» **Text provided**:
-------
Crossplot is a 1969 British neo noir crime film starring Roger Moore. Belgian actress Claudie Lange was also featured in her largest English-speaking role.

Plot
Roger Moore is Gary Fenn, a talent scout for a London modelling agency who finds the perfect target and calculates the events which mean that only one girl will be good enough for his bosses, a Hungarian Marla Kugash (Lange). He finds her among the anti-war movement in the bohemian depths of swinging London. She is in the company of a young man, Tarquin, who is extremely protective of her and overtly aggressive to Fenn.

The young Hungarian, an illegal refugee from her native homeland, accompanies Fenn to a photoshoot. However, she admits she is in fear of her life, and seems disturbed by the presence of her aunt. When she is nearly killed, the girl drops out of sight and Fenn has to go on the run himself, suspected of a separate murder. He locates her to a country house, which turns out to be the home of Tarquin, an aristocrat in spite of his anti-war sentiments.

It is revealed that Marla's aunt is part of a shadowy organisation trying to destabilise the existing world order so they can take over themselves. They will go to any length to try and shut Fenn and Marla up, including sending a helicopter after them. Fenn and his friend manage to escape to London, where they realise that the shadowy movement are planning to assassinate a visiting African head of state in Hyde Park. They manage to foil the plot.
-------
» **Prompt**: Name every character in the Crossplot summary above who is identified by a name.

» **Supplied material**:
-------
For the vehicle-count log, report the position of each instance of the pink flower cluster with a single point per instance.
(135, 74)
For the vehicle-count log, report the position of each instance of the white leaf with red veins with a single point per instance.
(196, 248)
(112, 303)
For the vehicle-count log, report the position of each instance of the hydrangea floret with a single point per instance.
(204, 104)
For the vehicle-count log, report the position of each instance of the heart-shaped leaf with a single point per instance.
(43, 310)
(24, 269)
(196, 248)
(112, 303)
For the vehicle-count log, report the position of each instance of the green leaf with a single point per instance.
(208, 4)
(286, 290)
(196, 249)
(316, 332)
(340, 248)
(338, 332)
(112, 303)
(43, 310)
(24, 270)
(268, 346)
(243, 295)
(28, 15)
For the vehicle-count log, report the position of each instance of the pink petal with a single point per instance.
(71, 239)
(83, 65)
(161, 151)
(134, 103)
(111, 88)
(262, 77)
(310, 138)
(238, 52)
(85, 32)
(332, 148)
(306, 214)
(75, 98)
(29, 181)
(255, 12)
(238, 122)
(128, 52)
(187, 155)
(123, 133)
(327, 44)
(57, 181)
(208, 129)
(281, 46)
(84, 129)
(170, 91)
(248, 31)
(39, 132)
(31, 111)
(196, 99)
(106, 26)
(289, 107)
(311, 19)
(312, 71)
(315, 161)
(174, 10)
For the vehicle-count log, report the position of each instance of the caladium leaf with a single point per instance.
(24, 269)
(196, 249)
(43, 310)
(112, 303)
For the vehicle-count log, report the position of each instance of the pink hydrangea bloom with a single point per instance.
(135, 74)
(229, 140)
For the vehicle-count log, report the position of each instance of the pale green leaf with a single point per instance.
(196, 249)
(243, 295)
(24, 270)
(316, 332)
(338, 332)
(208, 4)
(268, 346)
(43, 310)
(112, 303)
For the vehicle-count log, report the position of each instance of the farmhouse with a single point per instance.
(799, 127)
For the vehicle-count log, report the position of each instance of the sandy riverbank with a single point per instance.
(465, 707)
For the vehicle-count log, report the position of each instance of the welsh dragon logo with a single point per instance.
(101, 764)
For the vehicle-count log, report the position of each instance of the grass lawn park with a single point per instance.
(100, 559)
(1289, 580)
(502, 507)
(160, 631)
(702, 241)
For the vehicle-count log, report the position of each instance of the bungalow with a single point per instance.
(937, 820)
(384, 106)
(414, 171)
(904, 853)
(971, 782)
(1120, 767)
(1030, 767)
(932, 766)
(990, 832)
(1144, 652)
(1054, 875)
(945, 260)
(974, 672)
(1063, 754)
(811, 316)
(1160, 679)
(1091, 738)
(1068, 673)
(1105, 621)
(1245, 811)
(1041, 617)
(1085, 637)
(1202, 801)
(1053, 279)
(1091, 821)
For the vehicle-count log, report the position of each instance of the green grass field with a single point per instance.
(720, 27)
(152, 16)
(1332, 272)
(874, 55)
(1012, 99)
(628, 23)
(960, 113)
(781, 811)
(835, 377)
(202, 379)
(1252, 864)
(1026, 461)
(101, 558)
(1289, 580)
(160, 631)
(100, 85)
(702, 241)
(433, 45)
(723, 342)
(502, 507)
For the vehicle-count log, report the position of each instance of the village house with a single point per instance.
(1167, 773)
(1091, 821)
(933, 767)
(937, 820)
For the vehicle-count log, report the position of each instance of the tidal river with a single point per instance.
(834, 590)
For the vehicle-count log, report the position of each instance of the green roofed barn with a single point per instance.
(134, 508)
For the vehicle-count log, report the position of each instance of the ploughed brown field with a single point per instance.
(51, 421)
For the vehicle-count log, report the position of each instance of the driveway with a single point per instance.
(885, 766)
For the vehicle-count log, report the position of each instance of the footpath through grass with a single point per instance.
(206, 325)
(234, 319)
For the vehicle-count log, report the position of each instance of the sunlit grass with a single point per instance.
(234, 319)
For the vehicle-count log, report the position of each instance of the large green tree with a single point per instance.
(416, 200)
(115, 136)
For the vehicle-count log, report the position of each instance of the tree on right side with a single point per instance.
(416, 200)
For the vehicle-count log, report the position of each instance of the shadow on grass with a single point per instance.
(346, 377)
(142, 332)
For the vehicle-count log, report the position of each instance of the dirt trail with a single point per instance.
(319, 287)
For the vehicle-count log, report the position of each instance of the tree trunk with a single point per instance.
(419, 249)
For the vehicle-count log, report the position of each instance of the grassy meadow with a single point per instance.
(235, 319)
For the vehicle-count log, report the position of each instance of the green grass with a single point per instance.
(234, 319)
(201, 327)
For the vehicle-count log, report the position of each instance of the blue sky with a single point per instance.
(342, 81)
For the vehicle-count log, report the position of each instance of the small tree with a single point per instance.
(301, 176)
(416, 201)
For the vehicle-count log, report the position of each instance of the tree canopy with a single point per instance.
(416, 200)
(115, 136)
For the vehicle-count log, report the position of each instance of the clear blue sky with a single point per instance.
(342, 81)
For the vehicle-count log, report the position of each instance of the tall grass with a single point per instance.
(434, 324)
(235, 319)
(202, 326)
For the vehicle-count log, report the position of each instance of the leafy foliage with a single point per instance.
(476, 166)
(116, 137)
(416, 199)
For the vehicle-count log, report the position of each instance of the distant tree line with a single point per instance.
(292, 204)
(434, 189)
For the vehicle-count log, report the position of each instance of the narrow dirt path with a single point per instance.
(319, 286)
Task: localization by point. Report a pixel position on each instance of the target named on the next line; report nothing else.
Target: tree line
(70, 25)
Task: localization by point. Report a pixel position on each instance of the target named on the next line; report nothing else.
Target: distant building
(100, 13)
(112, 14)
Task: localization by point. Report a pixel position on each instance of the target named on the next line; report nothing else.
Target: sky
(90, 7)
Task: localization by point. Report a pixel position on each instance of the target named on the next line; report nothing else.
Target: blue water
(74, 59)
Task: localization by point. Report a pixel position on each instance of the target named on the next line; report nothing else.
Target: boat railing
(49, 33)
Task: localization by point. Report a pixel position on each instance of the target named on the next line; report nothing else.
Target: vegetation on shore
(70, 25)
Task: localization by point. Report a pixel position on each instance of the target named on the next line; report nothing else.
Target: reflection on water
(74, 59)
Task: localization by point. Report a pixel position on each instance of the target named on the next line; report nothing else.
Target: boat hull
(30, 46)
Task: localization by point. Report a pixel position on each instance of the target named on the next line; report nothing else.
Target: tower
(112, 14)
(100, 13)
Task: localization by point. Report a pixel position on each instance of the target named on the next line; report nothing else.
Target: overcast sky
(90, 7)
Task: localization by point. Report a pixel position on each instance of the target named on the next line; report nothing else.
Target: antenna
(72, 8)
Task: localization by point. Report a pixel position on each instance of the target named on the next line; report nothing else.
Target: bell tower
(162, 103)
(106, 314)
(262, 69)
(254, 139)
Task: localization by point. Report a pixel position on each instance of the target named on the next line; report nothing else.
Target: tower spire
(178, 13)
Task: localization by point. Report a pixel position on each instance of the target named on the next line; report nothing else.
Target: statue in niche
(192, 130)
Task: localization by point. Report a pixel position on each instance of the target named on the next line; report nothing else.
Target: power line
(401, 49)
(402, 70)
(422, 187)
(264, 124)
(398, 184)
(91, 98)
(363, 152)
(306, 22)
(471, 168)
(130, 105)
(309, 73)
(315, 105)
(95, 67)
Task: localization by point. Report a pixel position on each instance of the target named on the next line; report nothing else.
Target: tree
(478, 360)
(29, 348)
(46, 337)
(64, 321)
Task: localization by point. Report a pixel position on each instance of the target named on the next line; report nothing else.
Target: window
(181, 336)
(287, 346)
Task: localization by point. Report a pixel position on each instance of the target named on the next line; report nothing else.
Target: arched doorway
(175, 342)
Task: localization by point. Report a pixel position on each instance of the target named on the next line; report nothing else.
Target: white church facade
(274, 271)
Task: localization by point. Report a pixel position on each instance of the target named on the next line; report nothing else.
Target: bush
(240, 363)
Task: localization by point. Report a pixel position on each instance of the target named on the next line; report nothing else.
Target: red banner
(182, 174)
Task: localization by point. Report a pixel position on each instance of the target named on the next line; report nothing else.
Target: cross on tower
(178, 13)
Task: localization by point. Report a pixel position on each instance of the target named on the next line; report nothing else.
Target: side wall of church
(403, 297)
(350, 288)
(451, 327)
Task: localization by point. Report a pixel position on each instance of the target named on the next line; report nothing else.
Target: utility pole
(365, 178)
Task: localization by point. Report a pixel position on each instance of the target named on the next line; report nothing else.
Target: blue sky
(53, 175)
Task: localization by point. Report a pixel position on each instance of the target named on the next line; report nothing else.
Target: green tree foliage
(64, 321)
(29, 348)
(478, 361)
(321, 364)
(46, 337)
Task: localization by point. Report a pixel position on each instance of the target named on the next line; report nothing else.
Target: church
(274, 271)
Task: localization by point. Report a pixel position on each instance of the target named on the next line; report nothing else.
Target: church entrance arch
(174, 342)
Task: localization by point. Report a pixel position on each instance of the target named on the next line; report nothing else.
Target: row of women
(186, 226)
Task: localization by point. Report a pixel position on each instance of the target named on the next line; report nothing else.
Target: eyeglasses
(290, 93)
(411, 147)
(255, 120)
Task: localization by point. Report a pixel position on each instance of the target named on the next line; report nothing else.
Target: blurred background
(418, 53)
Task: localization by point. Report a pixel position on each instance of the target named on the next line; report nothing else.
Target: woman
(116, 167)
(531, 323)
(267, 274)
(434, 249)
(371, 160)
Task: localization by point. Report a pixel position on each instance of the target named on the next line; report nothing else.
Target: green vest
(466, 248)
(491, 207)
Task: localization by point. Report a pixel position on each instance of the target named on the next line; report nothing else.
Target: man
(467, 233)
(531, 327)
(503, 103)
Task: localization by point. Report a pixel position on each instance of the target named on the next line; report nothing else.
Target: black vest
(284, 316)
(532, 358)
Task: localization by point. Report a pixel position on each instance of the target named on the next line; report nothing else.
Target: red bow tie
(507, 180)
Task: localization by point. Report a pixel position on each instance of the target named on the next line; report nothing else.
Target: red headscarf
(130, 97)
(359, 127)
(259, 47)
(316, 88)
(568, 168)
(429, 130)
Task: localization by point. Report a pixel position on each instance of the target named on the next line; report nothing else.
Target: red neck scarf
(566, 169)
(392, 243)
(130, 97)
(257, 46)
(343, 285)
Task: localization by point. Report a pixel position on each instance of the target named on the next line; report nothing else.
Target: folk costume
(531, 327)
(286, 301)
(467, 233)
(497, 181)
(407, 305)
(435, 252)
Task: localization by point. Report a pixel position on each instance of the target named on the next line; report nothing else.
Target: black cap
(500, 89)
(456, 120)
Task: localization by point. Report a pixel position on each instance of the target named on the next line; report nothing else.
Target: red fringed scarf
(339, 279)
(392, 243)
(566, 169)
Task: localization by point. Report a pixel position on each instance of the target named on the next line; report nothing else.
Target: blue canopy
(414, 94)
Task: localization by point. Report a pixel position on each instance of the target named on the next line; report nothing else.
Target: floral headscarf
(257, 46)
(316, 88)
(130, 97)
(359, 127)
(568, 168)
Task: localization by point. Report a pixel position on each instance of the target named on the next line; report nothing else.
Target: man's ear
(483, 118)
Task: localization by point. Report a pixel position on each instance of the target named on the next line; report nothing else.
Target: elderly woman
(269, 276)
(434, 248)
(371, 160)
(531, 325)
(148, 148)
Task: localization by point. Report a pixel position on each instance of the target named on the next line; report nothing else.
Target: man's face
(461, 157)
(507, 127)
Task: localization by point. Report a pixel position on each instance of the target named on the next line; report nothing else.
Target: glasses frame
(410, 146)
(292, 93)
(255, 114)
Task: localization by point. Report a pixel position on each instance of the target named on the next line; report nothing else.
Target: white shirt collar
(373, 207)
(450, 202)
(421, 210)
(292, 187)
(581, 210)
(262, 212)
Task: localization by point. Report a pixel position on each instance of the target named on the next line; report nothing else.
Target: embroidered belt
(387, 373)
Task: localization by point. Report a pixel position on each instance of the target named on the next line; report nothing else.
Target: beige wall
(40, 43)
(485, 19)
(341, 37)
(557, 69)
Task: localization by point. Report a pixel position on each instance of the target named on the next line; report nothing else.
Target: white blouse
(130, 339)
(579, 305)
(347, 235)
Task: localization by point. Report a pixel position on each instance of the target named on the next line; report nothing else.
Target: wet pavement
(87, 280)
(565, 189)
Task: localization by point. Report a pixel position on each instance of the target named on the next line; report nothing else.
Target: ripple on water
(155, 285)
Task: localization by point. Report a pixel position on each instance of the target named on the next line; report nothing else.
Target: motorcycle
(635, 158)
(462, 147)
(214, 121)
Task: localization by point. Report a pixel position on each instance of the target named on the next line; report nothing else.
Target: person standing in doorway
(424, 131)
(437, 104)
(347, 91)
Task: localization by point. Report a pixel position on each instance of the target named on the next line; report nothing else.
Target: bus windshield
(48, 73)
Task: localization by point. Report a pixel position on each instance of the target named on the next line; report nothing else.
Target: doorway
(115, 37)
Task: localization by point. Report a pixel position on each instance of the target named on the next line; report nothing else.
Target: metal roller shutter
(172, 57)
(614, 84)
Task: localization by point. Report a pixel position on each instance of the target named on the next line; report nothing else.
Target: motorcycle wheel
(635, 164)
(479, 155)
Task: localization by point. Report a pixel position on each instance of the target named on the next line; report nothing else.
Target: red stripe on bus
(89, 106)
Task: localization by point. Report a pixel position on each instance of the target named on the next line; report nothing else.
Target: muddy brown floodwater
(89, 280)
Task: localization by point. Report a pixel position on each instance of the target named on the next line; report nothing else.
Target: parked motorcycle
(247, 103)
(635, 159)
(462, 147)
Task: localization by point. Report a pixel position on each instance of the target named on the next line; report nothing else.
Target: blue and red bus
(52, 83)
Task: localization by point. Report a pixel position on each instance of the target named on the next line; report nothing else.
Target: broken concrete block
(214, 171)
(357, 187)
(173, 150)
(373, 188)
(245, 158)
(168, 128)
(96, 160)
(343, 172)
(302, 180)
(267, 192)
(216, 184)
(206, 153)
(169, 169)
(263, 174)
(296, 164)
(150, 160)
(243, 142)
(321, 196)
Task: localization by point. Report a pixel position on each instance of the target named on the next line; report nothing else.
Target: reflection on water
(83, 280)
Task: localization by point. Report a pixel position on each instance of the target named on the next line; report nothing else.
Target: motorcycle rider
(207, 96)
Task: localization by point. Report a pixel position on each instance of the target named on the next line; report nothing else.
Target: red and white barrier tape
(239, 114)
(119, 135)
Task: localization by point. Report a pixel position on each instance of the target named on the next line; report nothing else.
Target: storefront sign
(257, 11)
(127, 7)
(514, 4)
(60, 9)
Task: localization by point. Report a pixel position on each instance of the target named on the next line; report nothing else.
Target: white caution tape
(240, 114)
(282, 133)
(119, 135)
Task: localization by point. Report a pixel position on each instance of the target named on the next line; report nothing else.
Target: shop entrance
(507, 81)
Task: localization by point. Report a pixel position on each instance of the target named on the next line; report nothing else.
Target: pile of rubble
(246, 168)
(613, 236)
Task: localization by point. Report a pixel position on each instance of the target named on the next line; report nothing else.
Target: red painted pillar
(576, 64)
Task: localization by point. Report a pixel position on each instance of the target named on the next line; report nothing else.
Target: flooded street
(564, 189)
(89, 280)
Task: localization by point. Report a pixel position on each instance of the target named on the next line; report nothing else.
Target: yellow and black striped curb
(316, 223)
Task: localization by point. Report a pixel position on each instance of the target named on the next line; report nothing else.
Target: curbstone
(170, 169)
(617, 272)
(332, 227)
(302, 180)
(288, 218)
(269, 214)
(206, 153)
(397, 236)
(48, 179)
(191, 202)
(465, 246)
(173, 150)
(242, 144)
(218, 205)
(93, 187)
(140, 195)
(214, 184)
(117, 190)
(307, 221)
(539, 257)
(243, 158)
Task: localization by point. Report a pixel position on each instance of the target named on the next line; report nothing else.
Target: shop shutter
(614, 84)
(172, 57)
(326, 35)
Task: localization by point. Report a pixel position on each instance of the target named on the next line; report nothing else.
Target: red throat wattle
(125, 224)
-------
» **Exercise result**:
Gary Fenn
Marla Kugash
Tarquin